# Dataset:
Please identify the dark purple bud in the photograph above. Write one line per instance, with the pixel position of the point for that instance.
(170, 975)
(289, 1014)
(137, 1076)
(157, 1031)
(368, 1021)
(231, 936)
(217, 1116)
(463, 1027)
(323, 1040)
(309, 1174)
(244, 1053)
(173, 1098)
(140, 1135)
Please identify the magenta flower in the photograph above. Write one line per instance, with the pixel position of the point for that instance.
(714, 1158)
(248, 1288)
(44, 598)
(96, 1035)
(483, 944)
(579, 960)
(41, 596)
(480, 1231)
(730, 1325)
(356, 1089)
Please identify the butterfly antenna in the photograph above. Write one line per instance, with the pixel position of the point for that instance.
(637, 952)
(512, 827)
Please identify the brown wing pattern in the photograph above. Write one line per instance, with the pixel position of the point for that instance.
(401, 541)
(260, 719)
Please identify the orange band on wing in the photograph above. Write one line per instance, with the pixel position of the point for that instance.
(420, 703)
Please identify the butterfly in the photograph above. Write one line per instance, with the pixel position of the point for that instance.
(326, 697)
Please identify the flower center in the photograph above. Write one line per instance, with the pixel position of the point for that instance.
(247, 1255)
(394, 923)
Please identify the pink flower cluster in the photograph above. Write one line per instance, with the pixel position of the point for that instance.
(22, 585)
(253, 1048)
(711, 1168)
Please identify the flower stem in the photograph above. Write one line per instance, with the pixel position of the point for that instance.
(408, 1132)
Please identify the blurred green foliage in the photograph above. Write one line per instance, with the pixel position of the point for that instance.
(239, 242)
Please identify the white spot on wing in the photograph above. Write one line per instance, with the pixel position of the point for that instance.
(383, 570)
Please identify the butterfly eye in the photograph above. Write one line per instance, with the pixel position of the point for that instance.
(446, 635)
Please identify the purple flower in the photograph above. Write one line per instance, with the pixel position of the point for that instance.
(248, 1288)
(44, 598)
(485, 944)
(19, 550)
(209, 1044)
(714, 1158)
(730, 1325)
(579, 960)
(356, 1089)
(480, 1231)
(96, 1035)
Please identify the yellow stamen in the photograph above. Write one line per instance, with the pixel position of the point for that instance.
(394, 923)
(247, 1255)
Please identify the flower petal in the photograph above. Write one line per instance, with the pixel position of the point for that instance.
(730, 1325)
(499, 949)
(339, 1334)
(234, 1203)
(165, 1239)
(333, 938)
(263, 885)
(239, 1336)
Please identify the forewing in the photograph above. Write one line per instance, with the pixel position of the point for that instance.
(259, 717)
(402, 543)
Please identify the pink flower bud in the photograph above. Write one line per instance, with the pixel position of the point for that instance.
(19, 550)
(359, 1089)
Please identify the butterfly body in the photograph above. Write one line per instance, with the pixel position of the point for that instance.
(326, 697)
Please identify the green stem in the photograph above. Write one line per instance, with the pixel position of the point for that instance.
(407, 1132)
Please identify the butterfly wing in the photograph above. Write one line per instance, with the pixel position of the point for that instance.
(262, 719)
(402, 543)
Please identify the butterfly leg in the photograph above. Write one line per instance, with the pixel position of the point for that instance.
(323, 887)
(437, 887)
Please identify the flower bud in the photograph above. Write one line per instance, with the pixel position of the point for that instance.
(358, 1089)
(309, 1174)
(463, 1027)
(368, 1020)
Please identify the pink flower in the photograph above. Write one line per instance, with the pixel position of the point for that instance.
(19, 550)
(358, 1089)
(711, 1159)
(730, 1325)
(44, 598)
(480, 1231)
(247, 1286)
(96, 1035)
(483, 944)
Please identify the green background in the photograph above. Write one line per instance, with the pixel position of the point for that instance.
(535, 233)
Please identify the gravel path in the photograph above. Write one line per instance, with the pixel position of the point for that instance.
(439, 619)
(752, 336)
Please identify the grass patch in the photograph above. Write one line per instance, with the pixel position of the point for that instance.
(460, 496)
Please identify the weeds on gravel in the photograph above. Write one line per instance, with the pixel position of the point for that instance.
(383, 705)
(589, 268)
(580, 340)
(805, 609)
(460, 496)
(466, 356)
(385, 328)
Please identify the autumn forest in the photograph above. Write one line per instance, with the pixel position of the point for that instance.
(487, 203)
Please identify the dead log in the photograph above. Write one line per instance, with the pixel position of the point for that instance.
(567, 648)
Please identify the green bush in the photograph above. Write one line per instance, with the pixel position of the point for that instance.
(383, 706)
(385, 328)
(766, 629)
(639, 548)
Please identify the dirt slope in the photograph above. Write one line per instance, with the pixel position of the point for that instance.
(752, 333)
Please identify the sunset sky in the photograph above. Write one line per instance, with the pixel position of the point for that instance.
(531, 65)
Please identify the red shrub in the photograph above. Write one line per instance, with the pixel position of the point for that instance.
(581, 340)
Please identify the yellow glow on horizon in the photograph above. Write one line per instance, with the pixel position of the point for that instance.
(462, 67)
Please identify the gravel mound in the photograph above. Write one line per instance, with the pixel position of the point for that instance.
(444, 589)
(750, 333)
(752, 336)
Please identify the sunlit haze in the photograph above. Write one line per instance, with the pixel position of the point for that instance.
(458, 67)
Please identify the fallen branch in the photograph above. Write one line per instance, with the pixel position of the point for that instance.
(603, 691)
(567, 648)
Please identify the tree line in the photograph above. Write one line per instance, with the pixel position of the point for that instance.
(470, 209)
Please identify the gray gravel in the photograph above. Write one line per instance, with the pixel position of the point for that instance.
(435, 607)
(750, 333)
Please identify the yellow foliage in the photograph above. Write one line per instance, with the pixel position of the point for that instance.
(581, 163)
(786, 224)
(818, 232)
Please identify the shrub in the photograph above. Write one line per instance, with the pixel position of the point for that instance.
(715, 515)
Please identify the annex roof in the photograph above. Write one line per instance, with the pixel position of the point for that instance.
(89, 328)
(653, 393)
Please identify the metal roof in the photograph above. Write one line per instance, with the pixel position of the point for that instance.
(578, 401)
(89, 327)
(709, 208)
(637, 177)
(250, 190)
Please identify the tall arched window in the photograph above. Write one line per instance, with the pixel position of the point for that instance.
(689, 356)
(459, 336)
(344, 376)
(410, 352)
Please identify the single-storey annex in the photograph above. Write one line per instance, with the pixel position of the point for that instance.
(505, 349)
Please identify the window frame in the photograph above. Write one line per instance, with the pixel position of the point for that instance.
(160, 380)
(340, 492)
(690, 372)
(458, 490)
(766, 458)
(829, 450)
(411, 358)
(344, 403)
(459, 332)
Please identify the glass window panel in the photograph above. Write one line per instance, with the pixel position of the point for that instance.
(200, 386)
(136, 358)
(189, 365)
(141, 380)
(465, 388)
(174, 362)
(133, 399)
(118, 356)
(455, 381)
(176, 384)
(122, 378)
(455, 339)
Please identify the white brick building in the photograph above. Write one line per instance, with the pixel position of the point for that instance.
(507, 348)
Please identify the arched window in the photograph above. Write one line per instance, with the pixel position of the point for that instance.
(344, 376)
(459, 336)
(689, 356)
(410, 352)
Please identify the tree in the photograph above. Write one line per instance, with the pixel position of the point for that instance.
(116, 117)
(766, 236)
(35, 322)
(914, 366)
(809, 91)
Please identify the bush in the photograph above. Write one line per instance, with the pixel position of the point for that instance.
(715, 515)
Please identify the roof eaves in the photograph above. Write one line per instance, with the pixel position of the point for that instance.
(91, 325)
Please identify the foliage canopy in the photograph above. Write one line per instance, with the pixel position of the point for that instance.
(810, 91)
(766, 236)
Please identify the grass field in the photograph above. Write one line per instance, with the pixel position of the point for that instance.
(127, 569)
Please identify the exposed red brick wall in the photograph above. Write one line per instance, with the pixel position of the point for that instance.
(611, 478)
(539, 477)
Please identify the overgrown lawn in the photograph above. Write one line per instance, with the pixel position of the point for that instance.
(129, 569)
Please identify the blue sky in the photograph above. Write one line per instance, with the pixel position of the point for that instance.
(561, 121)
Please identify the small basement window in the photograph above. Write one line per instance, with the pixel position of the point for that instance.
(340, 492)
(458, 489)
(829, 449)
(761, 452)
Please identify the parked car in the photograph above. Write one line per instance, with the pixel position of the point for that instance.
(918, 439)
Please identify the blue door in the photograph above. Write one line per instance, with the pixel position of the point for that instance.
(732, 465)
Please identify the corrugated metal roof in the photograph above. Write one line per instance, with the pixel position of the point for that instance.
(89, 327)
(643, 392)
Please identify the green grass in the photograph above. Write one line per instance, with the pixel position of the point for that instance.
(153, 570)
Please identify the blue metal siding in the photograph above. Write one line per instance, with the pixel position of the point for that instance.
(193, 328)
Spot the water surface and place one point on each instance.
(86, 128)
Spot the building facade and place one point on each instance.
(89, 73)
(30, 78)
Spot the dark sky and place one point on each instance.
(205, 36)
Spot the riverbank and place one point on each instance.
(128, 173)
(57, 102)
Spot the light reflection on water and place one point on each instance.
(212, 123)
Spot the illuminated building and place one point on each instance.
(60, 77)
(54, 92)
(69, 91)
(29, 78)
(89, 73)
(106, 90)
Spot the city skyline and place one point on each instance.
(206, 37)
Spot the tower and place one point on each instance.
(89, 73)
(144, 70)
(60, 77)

# Assignment:
Beginning at the line containing "Spot the illuminated", output exactly each line up to and including the last line of the material above.

# Output for this task:
Spot the illuminated building and place one point on each instance.
(60, 77)
(54, 92)
(69, 91)
(29, 78)
(89, 73)
(106, 90)
Spot the city skyline and place one point on each instance.
(206, 37)
Spot the tower and place one point on each instance.
(89, 73)
(144, 70)
(60, 77)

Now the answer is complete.